The response should be an exact repetition of all the entries.

───── DATA FOR PROCESSING ─────

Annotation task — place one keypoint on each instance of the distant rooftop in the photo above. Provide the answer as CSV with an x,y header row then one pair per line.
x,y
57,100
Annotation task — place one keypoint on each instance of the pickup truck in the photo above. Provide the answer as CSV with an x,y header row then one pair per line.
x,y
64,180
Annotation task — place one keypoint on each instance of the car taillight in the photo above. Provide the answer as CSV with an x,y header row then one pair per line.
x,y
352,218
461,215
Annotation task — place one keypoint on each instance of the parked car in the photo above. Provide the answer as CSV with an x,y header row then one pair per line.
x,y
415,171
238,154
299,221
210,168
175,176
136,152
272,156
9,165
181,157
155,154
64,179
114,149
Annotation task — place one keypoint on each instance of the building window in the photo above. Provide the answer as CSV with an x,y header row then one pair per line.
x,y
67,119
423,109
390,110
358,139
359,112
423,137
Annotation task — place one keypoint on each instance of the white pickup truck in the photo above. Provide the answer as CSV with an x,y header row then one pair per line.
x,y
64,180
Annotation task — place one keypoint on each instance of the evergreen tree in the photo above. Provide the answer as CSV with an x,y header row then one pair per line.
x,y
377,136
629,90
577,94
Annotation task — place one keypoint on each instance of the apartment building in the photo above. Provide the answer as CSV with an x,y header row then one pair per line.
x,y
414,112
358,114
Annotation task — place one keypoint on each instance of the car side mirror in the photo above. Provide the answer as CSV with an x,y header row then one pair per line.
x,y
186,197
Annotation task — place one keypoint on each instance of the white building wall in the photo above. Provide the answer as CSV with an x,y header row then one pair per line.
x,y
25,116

─────

**RESPONSE AREA**
Annotation task — place one keypoint on each instance of the distant rooftop in the photo above. Provide the answer as CSV with an x,y header row then one pair per line.
x,y
57,100
Annotation task — place one keypoint on each instance of the pickup truck in the photo above. Provide the answer as CSV with an x,y header row then one pair per line.
x,y
64,180
Annotation task — place one keypoint on each instance of the car taillight in the photo above. Provide the answer as CSV with an x,y header row then one pair per line.
x,y
352,218
461,215
Annotation task — place one keypoint on each instance of the parked car in the photo above. Provide the answer as CSV with an x,y header row then one pair per line.
x,y
415,171
238,154
299,221
210,168
175,176
136,152
272,156
9,165
181,157
155,154
64,179
114,149
Annotation task — place one keypoint on each instance of the building window in the photo above. Provide the answer as CSV with an x,y header row then one pair per line.
x,y
67,119
423,109
390,110
358,139
359,112
423,137
Annotation task — place one keypoint on each instance of the white pickup truck in the photo above. Provide the answer as CSV with an x,y header row then one pair per line.
x,y
64,180
Annotation task — place one keypoint on each instance of the evergreen tree in the photo above. Provide the answer as CSV with an x,y header row then one pair per line.
x,y
377,136
629,90
577,94
Annotation task — place one keypoint on each instance of the apartment building in the photo above. Provide the answer as CSV with an x,y header row then one pair per line.
x,y
414,112
358,114
Annotation task — place one keypoint on each instance of the car side mirror in the photo above. Provide the answer as CSV with an x,y header row then one pair per line.
x,y
186,197
Annotation task — place one keypoint on each instance of the white building wall in the photo above. Provide the answer as CSV with an x,y header row then one pair per line.
x,y
25,116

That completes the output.